*** Data supplied ***

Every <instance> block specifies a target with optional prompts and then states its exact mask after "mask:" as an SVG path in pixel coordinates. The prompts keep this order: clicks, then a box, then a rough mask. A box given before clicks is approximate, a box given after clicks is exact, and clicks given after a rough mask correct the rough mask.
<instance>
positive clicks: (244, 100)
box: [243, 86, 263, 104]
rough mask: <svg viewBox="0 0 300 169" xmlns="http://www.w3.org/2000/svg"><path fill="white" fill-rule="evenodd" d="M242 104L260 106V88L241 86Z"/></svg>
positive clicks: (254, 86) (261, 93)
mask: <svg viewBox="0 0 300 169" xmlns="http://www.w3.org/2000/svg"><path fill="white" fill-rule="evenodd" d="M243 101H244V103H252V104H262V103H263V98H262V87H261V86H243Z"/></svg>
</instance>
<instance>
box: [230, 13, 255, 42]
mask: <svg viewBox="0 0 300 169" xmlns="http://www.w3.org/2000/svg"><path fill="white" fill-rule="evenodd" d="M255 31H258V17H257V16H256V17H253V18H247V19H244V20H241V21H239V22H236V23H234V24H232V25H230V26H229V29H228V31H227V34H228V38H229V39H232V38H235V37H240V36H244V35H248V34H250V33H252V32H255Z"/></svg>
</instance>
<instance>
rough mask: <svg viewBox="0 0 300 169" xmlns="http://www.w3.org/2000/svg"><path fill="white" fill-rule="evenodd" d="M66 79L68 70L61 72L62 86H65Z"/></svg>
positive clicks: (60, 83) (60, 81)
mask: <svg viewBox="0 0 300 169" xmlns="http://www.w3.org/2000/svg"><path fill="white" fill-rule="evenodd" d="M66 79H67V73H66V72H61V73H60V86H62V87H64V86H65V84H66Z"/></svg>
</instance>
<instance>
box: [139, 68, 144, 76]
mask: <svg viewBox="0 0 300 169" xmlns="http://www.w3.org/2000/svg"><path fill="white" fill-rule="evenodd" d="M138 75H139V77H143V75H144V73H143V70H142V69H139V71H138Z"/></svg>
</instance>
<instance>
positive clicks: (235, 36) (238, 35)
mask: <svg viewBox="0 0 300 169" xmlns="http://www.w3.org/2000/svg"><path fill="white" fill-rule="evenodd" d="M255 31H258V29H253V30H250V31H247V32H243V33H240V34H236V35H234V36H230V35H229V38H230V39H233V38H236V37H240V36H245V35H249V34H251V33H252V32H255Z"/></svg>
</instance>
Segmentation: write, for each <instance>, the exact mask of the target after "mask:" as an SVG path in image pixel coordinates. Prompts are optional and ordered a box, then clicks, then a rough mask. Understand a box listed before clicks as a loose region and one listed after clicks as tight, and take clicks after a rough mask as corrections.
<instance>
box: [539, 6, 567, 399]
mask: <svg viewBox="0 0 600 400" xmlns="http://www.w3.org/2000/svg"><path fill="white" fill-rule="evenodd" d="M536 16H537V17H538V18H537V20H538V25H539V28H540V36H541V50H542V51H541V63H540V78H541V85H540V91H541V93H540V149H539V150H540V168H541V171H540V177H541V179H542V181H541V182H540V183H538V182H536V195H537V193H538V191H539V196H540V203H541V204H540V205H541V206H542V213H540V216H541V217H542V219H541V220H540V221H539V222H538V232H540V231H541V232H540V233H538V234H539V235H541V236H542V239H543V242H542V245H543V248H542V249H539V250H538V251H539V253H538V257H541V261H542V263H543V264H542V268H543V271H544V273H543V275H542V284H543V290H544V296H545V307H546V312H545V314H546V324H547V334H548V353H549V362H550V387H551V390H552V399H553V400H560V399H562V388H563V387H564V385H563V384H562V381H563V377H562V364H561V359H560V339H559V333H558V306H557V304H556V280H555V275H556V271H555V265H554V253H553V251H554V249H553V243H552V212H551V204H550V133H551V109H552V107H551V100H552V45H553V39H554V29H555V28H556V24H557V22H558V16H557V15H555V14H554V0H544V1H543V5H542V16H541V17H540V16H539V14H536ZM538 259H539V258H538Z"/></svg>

***

* _Exercise_:
Output every record above in full, exactly as it reads.

* _Response_:
Every <instance> block specifies a target with optional prompts and then states its exact mask after "mask:" as an SVG path in pixel coordinates. The prompts keep this order: clicks, then a box, then a rough mask. A box given before clicks is approximate, a box given after clicks is exact, and clicks given after a rough mask correct the rough mask.
<instance>
positive clicks: (244, 100)
box: [243, 86, 263, 104]
rough mask: <svg viewBox="0 0 300 169" xmlns="http://www.w3.org/2000/svg"><path fill="white" fill-rule="evenodd" d="M242 104L260 106V88L241 86Z"/></svg>
positive clicks: (254, 86) (261, 93)
mask: <svg viewBox="0 0 300 169" xmlns="http://www.w3.org/2000/svg"><path fill="white" fill-rule="evenodd" d="M243 101H244V103H252V104H262V103H263V98H262V87H261V86H243Z"/></svg>
</instance>
<instance>
box: [230, 13, 255, 42]
mask: <svg viewBox="0 0 300 169" xmlns="http://www.w3.org/2000/svg"><path fill="white" fill-rule="evenodd" d="M255 31H258V17H257V16H256V17H253V18H247V19H244V20H241V21H239V22H236V23H234V24H232V25H230V26H229V29H228V31H227V34H228V38H229V39H232V38H235V37H240V36H244V35H248V34H250V33H252V32H255Z"/></svg>
</instance>
<instance>
rough mask: <svg viewBox="0 0 300 169" xmlns="http://www.w3.org/2000/svg"><path fill="white" fill-rule="evenodd" d="M66 79L68 70L61 72L62 86H65Z"/></svg>
positive clicks: (60, 83) (60, 81)
mask: <svg viewBox="0 0 300 169" xmlns="http://www.w3.org/2000/svg"><path fill="white" fill-rule="evenodd" d="M66 79H67V73H66V72H61V73H60V86H62V87H64V86H65V84H66Z"/></svg>
</instance>
<instance>
box: [139, 68, 144, 76]
mask: <svg viewBox="0 0 300 169" xmlns="http://www.w3.org/2000/svg"><path fill="white" fill-rule="evenodd" d="M138 75H139V77H143V75H144V73H143V70H142V69H139V71H138Z"/></svg>
</instance>
<instance>
positive clicks: (235, 36) (238, 35)
mask: <svg viewBox="0 0 300 169" xmlns="http://www.w3.org/2000/svg"><path fill="white" fill-rule="evenodd" d="M255 31H258V29H253V30H250V31H247V32H243V33H240V34H236V35H234V36H230V35H229V38H230V39H233V38H236V37H240V36H245V35H249V34H251V33H252V32H255Z"/></svg>
</instance>
Segmentation: write, for each <instance>, the exact mask of the target after "mask:" as an SVG path in image pixel coordinates. Prompts are optional and ordered a box, then clicks, then a rough mask. Understand a box listed before clicks as a loose region and one listed after clicks as tight, and take clicks after a rough mask as corrections.
<instance>
box: [539, 6, 567, 399]
mask: <svg viewBox="0 0 600 400" xmlns="http://www.w3.org/2000/svg"><path fill="white" fill-rule="evenodd" d="M536 16H537V17H538V18H537V20H538V25H539V28H540V36H541V50H542V51H541V63H540V78H541V85H540V91H541V93H540V149H539V150H540V168H541V171H540V177H541V179H542V181H541V182H540V183H538V182H536V195H537V193H538V191H539V196H540V203H541V204H540V205H541V206H542V213H540V216H541V217H542V219H541V220H540V221H539V222H538V232H540V231H541V232H540V233H538V234H539V235H541V236H542V239H543V242H542V245H543V248H542V249H539V250H538V251H539V253H538V257H541V261H542V263H543V264H542V268H543V271H544V273H543V275H542V284H543V290H544V296H545V307H546V312H545V314H546V324H547V334H548V353H549V362H550V387H551V390H552V399H553V400H560V399H562V388H563V387H564V385H563V384H562V381H563V377H562V364H561V359H560V339H559V333H558V306H557V304H556V280H555V275H556V271H555V265H554V253H553V251H554V249H553V243H552V212H551V204H550V133H551V109H552V107H551V100H552V45H553V39H554V29H555V28H556V24H557V22H558V16H557V15H555V14H554V0H544V1H543V5H542V16H541V17H540V16H539V14H536ZM538 259H539V258H538Z"/></svg>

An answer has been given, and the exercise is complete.